Copy the listing below in full, exactly as given.

─── Information supplied ───

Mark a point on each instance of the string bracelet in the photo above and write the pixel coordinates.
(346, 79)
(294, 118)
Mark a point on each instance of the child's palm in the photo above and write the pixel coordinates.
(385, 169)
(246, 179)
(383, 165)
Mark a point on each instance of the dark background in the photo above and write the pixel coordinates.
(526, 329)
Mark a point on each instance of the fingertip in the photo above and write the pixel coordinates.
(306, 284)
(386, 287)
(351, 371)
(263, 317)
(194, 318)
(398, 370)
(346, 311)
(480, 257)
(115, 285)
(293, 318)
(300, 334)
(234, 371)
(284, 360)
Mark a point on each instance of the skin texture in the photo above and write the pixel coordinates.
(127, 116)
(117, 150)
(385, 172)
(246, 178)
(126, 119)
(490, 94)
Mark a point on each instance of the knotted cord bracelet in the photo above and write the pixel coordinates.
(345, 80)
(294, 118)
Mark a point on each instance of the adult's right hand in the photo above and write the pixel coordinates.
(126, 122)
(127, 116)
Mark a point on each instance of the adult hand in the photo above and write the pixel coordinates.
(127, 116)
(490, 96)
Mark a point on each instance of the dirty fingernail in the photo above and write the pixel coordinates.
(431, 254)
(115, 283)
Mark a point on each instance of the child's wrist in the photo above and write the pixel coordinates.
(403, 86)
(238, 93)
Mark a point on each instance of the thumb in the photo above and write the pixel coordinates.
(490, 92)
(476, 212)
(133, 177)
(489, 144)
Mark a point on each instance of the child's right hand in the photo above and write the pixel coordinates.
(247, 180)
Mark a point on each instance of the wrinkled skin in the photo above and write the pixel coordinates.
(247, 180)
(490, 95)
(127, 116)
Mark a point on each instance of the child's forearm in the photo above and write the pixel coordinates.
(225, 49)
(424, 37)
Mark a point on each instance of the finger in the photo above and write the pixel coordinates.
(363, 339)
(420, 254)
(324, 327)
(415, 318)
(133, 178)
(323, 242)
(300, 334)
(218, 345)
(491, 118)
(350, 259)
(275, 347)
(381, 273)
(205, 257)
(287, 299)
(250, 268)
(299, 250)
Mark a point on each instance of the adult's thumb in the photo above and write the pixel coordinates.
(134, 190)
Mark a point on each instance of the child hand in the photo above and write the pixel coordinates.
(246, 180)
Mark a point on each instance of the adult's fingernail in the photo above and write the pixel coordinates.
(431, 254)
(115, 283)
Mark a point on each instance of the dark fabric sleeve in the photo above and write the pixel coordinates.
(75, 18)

───

Result:
Mark a point on each instance of the string bracelet in the photo above and write the pixel coordinates.
(346, 79)
(294, 118)
Mark a point on each instance of the child's palm in the photo above and write the pixel coordinates.
(385, 169)
(246, 179)
(383, 165)
Mark a point on each instance of the dark background in the photo above and write the pixel coordinates.
(526, 329)
Mark a point on each instance of the fingertip in the photo above and write the pixel coordinates.
(306, 284)
(386, 287)
(351, 371)
(263, 317)
(194, 318)
(398, 370)
(346, 311)
(480, 257)
(115, 285)
(293, 318)
(300, 334)
(234, 371)
(284, 360)
Mark a point on each instance of the skin texture in the photo above and write the pixel coordinates.
(127, 116)
(117, 150)
(385, 172)
(246, 178)
(126, 119)
(490, 94)
Mark a point on each instance of the knotted cord bracelet in the photo above and write the pixel coordinates.
(345, 80)
(294, 118)
Mark a point on each instance of the adult's right hand in the photo above and write the pixel coordinates.
(126, 122)
(127, 116)
Mark a point on each instance of the adult hand in the photo above and write the pixel coordinates.
(127, 116)
(490, 96)
Mark a point on each instance of the dirty fingernail in the photo above and write the pixel coordinates.
(431, 254)
(115, 283)
Mark a point on each instance of the child's wrist in the photo above and write the pixel coordinates.
(403, 86)
(238, 93)
Mark a point on each instance of the thumb in the photo above and write the pixel coordinates.
(490, 92)
(476, 212)
(133, 177)
(489, 144)
Mark a point on each instance of the child's right hand in the photo above and write the pixel coordinates.
(247, 180)
Mark a point on each instance of the wrinkled skin in the photo above and write the pixel coordinates.
(247, 180)
(490, 95)
(127, 116)
Mark a point on each instance of the child's forearm in the photo above and write the pixel coordinates.
(225, 49)
(424, 37)
Mark a point on each instance of the finger in the photo above and write the pixel coordinates.
(363, 339)
(420, 254)
(324, 327)
(415, 318)
(133, 178)
(323, 242)
(300, 334)
(218, 345)
(491, 118)
(350, 259)
(275, 347)
(381, 273)
(205, 257)
(287, 299)
(250, 268)
(299, 250)
Mark a point on each instance of the adult's thumb in the photo above and write the pixel coordinates.
(134, 190)
Mark a point on each instance of the child hand in the photo above and write the pixel coordinates.
(246, 180)
Mark a point on each instance of the adult's fingernail in the photo above and write the pixel coordinates.
(431, 254)
(115, 283)
Mark a point on each instance of the dark fabric sleeve in the photo above and write the pixel coordinates.
(75, 18)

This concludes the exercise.